> _BRIEF_:
Please edit the data from the line containing "job: trace every instance of the grassland" through the line containing "target: grassland" by swapping "grassland" for "meadow", and return only those lines with nothing else changed.

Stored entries
>> start

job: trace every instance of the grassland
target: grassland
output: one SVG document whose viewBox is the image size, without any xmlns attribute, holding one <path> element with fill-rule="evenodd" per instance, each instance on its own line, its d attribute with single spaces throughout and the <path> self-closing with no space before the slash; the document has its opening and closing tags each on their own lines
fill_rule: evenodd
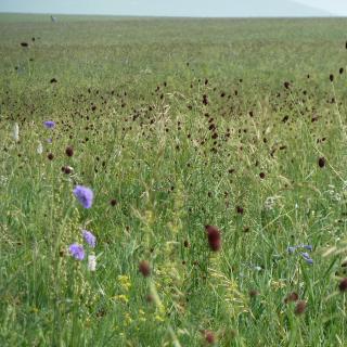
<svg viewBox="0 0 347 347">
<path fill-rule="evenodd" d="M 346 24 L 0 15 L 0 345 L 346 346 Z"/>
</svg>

>> end
>> start

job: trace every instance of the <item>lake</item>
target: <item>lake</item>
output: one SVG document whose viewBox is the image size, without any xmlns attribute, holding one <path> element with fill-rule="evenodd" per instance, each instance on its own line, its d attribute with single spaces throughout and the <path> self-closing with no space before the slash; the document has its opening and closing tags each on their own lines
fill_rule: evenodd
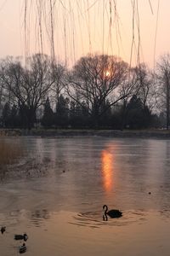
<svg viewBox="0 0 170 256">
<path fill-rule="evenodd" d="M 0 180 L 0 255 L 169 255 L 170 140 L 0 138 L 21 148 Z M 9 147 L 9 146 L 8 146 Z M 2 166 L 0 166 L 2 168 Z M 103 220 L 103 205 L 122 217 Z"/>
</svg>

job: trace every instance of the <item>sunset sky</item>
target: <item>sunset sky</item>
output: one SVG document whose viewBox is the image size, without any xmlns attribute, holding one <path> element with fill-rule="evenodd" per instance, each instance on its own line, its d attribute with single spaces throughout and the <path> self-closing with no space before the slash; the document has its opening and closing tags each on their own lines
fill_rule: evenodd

>> end

> _RESULT_:
job: trace every instance of the meadow
target: meadow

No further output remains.